**Consigne 1**
Dans l'article sur les films de vaches, expliquez pourquoi le cuisinier et l'immigrant de First Cow prennent le lait de la vache d'un riche propriétaire terrien. Répondez en une à trois phrases.
**Consigne 2**
Donnez la suite de l'article sur les films de vaches, à partir de sa dernière phrase.

La tendance du jour : la vache et le capitalisme

Andrea Arnold et Kelly Reichardt n'ont pas gardé les vaches ensemble mais les deux réalisatrices semblent partager une passion pour ces bovidés. Hasard du calendrier, le docu Cow (Arnold) était présenté ce jeudi dans la nouvelle section Cannes Première, alors que First Cow (Reichardt) débarque ce 9 juillet sur la plateforme Mubi. Deux salles de traite, deux ambiances : d'un côté, Andrea Arnold pose sa caméra au plus près d'une vache dans une exploitation anglaise, pour nous faire vivre le cycle de vie insensé de l'animal et son horreur quotidienne (mise à bas, séparation avec le veau, traite... et on recommence jusqu'à la mort). De l'autre, Kelly Reichardt nous emmène au début du XIXe siècle, dans l'Oregon, où un cuisinier et un immigrant piquent le lait de la vache d'un riche propriétaire terrien, pour fabriquer de délicieux gâteaux au miel et ainsi lancer leur business. Si elles le traitent de façons radicalement différentes, c'est sur le thème du capitalisme (générateur d'une violence absurde sur les animaux pour l'une, péché originel pour l'autre) que les deux cinéastes se rejoignent. Reste à voir si Vedette (encore un film de vaches à Cannes !), projeté le 12 juillet à l'Acid, nous rendra définitivement végans.

**Jeu de données**
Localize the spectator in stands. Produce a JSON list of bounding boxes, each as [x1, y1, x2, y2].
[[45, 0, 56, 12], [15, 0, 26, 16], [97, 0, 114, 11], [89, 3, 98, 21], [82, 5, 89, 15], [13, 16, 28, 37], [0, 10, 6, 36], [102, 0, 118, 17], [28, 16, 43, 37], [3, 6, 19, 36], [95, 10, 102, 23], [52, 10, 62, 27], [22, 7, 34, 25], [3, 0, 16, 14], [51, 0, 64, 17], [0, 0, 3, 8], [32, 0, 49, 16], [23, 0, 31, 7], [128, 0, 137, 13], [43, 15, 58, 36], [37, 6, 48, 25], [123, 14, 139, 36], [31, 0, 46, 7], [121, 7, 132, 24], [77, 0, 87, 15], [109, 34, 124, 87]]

**Résultat attendu 1**
Ils prennent ce lait pour fabriquer de délicieux gâteaux au miel et lancer ainsi leur business.

**Résultat attendu 2**
Le son du jour : Heroin du Velvet Underground

« I have made the big decision/I'm gonna try to nullify my life. », chantait Lou Reed dans l'indépassable Heroin. Cinquante-quatre ans après la sortie du premier album du Velvet Underground, le tube résonne dans le documentaire de Todd Haynes (I'm Not There, Velvet Goldmine, Dark Waters...) dédié au groupe, et présenté en avant-première sur la Croisette. Un film en forme de patchwork aux influences warholiennes assumées, bourré d'images d'archives dingues qui racontent à la fois l'ascension et la chute du Velvet, tout en brossant le portrait du New York culturel bouillonnant des années 60. Au cœur du projet, la figure de Lou Reed - dont des extraits d'interviews et le regard fixe en split-screen rythment le long-métrage -, leader autodestructeur courant après l'art ultime. Une (en)quête d'identité pour laquelle Haynes convoque les survivants afin de commenter le passé (John Cale et Maureen Tucker, la batteuse), alors que les fantômes fondateurs (Andy Warhol) rôdent dans les couloirs. Très beau mausolée, aussi chaotique qu'immédiatement attirant : à l'image du Velvet, en somme.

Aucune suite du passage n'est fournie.